— begin SUPPLIED ENTRIES —
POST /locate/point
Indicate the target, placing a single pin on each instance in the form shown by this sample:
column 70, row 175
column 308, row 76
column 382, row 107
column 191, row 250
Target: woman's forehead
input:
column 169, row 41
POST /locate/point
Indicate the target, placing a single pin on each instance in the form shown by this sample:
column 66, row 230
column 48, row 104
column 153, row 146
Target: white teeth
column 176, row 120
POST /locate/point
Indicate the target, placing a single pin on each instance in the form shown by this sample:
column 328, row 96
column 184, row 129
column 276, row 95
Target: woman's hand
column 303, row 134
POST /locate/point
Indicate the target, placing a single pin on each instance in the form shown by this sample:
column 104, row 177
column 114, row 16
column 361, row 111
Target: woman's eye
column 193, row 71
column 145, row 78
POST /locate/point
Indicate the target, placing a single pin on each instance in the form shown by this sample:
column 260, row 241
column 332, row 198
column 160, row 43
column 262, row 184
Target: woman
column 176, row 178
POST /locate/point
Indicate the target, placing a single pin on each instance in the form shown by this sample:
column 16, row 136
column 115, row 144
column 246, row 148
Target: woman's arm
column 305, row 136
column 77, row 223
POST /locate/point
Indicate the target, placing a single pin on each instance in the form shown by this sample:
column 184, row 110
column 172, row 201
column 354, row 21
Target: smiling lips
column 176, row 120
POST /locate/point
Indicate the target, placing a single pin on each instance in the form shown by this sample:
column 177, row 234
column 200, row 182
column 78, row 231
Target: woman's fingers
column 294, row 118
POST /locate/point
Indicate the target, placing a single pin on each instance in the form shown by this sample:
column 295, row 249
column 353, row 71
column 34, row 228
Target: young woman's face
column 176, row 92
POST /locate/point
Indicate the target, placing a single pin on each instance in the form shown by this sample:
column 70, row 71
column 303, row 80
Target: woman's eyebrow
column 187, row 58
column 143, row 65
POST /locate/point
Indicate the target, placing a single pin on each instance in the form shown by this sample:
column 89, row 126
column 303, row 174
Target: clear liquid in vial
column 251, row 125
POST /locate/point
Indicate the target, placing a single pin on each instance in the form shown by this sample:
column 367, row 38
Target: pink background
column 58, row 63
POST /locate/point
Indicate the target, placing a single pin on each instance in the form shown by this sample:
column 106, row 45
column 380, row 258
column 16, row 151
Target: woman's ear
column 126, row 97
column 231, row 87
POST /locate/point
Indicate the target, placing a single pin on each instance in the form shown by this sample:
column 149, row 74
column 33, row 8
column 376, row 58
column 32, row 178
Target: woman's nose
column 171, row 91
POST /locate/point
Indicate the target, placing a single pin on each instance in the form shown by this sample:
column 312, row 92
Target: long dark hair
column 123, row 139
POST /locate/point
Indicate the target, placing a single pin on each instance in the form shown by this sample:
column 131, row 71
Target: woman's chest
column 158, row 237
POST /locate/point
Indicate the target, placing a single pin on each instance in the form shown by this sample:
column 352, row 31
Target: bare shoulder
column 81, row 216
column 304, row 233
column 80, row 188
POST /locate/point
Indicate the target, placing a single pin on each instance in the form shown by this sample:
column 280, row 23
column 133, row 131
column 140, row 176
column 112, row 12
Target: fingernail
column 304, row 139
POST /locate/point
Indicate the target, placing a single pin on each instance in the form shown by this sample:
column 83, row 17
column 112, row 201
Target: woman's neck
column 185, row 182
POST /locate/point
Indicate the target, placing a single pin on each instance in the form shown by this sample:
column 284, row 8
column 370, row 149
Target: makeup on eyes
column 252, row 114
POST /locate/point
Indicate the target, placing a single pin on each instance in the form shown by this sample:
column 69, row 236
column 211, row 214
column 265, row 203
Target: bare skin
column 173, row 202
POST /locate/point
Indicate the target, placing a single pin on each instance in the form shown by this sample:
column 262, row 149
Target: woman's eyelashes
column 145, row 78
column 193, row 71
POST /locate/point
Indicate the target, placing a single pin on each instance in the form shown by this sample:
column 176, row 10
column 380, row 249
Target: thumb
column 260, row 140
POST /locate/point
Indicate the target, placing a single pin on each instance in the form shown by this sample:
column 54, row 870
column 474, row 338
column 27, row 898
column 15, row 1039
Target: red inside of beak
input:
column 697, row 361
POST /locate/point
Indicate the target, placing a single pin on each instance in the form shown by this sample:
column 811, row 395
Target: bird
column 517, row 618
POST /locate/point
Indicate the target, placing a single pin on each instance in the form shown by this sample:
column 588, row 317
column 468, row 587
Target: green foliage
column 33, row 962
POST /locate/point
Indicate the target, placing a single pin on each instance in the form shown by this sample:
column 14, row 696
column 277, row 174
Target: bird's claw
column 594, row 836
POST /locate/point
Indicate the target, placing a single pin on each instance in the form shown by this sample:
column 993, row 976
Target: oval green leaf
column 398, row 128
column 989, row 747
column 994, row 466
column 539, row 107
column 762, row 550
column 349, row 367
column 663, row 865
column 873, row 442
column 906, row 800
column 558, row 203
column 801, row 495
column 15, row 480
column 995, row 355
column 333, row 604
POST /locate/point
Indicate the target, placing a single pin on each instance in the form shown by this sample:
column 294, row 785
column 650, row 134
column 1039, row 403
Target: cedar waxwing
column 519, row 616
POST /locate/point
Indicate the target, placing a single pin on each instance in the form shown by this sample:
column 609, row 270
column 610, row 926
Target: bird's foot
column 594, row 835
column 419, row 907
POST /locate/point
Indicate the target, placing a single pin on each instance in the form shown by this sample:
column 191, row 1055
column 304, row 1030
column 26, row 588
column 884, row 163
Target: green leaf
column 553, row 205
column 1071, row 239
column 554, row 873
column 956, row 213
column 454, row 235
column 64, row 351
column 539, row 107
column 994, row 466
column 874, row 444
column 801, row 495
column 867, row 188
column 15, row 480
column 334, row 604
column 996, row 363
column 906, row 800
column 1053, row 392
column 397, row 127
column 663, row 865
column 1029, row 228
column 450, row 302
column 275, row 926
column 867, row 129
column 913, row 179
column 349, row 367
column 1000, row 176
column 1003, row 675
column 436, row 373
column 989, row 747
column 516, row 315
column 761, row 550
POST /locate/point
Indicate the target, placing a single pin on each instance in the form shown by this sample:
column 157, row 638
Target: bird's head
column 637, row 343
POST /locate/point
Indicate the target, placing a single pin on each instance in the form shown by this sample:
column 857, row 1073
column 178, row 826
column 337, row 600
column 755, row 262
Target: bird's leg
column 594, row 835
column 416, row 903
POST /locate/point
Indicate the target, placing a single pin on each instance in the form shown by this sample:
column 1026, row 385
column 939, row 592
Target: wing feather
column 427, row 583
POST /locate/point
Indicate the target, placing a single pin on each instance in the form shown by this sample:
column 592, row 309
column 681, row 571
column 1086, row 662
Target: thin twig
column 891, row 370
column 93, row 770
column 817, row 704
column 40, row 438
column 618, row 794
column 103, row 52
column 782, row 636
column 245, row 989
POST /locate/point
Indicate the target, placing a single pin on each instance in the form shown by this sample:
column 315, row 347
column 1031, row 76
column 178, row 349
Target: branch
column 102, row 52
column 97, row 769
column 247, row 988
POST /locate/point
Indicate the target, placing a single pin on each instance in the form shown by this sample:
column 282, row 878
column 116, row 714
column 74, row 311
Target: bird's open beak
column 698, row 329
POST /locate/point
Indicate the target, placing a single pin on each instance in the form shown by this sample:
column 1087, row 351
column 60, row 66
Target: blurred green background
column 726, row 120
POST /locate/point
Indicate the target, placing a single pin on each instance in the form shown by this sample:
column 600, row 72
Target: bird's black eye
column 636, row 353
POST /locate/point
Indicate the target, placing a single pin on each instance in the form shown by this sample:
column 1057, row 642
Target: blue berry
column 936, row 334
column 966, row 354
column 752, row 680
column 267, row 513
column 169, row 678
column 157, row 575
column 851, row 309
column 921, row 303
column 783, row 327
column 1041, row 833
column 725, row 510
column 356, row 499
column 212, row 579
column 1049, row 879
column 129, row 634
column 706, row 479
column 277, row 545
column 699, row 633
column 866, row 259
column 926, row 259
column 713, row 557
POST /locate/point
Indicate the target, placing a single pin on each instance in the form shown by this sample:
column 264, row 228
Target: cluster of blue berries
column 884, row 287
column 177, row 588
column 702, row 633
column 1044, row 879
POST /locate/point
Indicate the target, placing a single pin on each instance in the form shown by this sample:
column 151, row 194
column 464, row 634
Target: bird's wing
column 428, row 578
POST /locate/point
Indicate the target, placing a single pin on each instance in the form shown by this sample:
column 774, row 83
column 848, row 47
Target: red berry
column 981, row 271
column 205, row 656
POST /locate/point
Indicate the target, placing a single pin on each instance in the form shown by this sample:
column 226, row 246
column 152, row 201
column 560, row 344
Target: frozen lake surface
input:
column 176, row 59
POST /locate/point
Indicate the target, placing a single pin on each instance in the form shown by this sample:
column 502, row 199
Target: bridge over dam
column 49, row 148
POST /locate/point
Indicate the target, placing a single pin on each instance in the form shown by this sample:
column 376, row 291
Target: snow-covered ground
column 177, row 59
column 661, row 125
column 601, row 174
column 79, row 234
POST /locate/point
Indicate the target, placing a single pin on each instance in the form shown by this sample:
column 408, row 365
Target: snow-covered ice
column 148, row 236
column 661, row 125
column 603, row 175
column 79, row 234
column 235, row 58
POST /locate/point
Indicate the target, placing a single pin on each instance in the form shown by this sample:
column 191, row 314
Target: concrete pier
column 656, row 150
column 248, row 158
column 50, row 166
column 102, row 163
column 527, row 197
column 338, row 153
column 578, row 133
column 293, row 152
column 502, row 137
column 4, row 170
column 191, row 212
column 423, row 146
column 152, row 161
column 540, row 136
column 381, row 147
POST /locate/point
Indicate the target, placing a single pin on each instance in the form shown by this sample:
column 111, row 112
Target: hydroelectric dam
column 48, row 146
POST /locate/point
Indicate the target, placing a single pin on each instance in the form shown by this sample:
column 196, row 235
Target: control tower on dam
— end SUPPLIED ENTRIES —
• **DESCRIPTION OF THE TASK**
Convert everything from the start of the data down to and including the line that contains "column 77, row 223" into a numbered list, leaving out any blank lines.

• **SOLUTION TO THE PROBLEM**
1. POST /locate/point
2. Indicate the target, placing a single pin on each instance in the form shown by this sample:
3. column 70, row 175
4. column 308, row 76
5. column 382, row 107
6. column 191, row 250
7. Target: woman's forehead
8. input:
9. column 169, row 41
10. POST /locate/point
11. Indicate the target, placing a single pin on each instance in the form shown by this sample:
12. column 66, row 230
13. column 48, row 104
14. column 153, row 146
15. Target: white teeth
16. column 176, row 120
17. POST /locate/point
18. Indicate the target, placing a single pin on each instance in the form shown by this sample:
19. column 328, row 96
20. column 184, row 129
21. column 276, row 95
22. Target: woman's hand
23. column 303, row 134
24. POST /locate/point
25. Indicate the target, placing a single pin on each instance in the form shown by this sample:
26. column 104, row 177
27. column 114, row 16
28. column 361, row 111
29. Target: woman's eye
30. column 193, row 71
31. column 145, row 78
32. POST /locate/point
33. Indicate the target, placing a single pin on each instance in the form shown by this sample:
34. column 260, row 241
35. column 332, row 198
36. column 160, row 43
37. column 262, row 184
38. Target: woman
39. column 176, row 178
40. POST /locate/point
41. Indicate the target, placing a single pin on each instance in the form shown by this sample:
42. column 16, row 136
43. column 115, row 144
44. column 246, row 148
45. Target: woman's arm
46. column 305, row 136
47. column 77, row 223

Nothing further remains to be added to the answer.